(Work request): Copy word for word, please, the lines of the entries below running from the one containing "the potted plant" to the one containing "the high-rise building", both ends included.

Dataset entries
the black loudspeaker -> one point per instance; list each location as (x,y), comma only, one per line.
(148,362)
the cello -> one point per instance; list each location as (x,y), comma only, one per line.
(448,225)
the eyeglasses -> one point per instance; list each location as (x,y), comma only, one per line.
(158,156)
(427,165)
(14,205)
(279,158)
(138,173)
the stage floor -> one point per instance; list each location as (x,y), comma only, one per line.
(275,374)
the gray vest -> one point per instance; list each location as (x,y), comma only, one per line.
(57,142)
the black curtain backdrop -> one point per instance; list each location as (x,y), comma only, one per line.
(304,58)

* * *

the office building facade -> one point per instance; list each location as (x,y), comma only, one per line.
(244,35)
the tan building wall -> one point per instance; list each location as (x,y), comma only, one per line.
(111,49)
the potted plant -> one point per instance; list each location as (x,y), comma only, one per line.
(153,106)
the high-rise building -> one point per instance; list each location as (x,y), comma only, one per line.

(Result of the exercise):
the potted plant -> one point per instance; list each location as (x,y), comma only, one per line.
(153,106)
the high-rise building -> one point per instance; list each location as (x,y), comma only, one per line.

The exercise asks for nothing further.